### [GOAL OF THE EXERCISE]
Recast each line of the records below as a row in a Markdown table, skipping any blank lines. Use two columns, Row for the running number and Line for the line itself.

### [RAW RECORDS]
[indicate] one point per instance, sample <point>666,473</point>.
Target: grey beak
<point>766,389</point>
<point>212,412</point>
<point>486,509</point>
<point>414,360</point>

### [THE ANSWER]
| Row | Line |
|---|---|
| 1 | [indicate] one point per instance, sample <point>666,473</point>. |
| 2 | Target: grey beak |
| 3 | <point>766,389</point> |
| 4 | <point>212,412</point> |
| 5 | <point>486,509</point> |
| 6 | <point>414,360</point> |